Saved entries:

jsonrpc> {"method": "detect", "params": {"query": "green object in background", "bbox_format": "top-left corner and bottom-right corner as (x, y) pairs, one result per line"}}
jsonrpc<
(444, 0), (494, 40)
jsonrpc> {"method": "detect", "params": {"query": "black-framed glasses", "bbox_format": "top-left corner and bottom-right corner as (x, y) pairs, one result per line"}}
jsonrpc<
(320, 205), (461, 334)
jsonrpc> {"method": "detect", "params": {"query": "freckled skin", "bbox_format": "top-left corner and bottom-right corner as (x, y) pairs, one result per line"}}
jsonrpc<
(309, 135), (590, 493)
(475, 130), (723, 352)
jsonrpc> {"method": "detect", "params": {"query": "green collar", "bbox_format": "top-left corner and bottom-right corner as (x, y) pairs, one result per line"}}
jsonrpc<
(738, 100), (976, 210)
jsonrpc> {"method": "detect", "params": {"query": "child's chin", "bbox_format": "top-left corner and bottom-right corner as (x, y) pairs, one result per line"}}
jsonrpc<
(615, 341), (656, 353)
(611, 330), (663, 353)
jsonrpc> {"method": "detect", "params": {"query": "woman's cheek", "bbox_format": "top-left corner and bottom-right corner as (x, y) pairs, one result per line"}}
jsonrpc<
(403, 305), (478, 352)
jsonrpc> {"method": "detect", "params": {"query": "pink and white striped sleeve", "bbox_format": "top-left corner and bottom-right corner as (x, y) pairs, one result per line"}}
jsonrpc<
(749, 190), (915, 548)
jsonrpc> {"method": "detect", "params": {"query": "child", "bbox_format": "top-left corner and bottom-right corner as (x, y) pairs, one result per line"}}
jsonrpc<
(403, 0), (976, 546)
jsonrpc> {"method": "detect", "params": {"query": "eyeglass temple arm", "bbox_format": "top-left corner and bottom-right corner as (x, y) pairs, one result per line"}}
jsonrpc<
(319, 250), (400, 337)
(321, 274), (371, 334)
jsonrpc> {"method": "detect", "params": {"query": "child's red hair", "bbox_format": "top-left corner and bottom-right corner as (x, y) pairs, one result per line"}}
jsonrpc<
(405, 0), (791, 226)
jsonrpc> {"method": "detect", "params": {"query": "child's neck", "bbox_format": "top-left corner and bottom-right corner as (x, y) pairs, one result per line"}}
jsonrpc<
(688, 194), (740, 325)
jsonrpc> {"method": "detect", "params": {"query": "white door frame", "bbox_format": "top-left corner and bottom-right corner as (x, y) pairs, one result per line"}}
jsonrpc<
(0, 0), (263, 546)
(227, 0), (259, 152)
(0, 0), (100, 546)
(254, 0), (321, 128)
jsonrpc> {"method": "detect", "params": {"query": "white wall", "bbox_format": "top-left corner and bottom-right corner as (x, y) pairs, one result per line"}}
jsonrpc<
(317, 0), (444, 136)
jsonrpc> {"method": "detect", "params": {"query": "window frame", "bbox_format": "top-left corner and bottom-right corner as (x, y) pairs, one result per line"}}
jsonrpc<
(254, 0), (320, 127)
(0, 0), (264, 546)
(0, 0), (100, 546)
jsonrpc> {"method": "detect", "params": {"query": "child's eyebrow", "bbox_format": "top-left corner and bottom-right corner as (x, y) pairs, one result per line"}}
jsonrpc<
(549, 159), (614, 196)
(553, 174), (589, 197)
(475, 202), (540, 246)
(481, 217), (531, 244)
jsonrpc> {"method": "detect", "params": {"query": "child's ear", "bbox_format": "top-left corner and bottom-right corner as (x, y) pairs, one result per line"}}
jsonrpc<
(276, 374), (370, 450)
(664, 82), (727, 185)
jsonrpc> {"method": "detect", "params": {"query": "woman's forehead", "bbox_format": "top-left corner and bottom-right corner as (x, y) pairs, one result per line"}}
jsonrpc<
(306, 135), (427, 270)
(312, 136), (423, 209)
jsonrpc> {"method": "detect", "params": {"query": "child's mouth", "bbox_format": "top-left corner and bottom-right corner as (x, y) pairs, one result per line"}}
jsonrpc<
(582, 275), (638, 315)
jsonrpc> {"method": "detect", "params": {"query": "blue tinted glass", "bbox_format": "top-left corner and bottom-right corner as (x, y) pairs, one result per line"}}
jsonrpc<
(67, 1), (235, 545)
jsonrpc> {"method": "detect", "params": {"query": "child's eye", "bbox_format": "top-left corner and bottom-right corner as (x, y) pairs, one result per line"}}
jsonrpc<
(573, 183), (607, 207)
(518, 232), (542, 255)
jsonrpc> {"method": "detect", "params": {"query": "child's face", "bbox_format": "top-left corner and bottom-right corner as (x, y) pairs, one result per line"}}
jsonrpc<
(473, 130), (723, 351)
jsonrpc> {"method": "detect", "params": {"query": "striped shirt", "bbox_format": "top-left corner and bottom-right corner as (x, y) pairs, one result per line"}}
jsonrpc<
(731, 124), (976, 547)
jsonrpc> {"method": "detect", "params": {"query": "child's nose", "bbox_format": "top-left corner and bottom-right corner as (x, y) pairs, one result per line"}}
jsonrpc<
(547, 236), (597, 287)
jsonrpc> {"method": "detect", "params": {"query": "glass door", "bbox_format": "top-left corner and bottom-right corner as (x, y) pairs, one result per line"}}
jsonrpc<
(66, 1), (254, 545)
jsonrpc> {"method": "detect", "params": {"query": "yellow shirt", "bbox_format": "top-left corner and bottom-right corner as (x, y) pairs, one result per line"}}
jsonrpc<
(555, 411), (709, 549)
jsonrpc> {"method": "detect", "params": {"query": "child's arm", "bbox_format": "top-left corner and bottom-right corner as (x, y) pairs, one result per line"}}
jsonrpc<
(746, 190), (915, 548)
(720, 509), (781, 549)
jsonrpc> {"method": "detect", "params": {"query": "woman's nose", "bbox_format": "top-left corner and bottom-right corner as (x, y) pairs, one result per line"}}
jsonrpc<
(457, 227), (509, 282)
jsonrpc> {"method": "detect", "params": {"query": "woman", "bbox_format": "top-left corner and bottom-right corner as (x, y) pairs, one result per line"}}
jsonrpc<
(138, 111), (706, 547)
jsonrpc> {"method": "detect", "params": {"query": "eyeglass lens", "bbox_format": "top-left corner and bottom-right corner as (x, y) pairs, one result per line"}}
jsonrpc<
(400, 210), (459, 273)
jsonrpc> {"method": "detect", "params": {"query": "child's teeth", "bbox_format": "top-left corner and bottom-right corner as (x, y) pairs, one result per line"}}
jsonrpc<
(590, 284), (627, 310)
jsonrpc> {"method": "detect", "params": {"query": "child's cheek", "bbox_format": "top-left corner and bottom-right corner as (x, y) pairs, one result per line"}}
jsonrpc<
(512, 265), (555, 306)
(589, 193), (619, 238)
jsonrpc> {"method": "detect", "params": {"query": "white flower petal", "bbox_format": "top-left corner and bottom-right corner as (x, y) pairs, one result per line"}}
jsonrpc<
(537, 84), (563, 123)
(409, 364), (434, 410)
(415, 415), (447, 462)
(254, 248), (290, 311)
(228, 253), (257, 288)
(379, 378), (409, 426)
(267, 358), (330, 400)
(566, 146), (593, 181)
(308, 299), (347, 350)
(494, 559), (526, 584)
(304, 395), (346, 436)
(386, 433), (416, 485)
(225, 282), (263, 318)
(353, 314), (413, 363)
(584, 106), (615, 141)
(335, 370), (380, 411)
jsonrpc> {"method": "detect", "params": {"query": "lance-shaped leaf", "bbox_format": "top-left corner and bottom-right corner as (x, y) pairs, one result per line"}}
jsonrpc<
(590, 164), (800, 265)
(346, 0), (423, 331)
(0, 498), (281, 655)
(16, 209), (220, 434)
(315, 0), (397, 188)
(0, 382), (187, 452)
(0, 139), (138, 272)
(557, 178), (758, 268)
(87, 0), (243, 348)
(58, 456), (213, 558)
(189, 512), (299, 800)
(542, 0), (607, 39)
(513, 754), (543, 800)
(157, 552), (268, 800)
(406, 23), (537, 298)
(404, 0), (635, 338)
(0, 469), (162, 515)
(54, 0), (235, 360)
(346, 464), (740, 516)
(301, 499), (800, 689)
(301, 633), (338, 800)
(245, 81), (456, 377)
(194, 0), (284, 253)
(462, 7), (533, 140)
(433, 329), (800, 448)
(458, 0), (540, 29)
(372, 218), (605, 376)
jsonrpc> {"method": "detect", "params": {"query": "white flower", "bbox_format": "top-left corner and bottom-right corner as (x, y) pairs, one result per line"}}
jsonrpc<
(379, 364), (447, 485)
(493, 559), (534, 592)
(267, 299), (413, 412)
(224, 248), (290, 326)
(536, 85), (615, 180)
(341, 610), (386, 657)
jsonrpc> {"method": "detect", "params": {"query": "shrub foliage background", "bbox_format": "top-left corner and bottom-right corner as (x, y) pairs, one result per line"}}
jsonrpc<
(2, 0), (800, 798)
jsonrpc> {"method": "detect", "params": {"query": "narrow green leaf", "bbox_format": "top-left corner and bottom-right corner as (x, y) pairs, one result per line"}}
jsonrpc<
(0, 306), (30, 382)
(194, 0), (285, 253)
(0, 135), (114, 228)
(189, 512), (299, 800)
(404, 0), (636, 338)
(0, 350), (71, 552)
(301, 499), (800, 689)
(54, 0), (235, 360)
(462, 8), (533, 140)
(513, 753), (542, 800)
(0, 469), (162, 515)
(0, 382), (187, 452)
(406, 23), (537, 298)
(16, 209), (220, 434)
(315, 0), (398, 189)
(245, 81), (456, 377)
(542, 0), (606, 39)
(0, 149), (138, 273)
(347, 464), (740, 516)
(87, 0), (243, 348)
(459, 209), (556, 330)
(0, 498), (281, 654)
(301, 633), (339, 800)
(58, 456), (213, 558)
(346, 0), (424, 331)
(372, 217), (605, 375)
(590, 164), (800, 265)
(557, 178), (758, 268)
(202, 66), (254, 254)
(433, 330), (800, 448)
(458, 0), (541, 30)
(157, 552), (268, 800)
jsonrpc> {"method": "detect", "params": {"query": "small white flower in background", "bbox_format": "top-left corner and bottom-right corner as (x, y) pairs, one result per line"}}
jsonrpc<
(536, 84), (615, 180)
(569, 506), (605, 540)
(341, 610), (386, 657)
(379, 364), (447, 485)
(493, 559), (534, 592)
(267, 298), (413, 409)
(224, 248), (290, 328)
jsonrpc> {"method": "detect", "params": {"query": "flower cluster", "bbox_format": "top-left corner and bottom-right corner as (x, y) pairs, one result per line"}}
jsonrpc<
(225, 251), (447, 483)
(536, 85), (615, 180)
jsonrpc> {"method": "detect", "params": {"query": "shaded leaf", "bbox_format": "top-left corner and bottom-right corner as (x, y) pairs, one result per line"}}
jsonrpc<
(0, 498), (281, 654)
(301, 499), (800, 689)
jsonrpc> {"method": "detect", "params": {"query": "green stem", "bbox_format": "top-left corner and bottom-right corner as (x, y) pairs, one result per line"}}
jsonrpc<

→ **WHAT IS NEEDED**: If the word "shirt" is on a line above, return that line.

→ **ANSWER FOR THE TASK**:
jsonrpc> {"method": "detect", "params": {"query": "striped shirt", "bbox_format": "top-left corner and bottom-right corner as (x, y) pairs, one result per line"}}
jsonrpc> {"method": "detect", "params": {"query": "yellow shirt", "bbox_format": "top-left corner and bottom-right corner as (x, y) pairs, one result per line"}}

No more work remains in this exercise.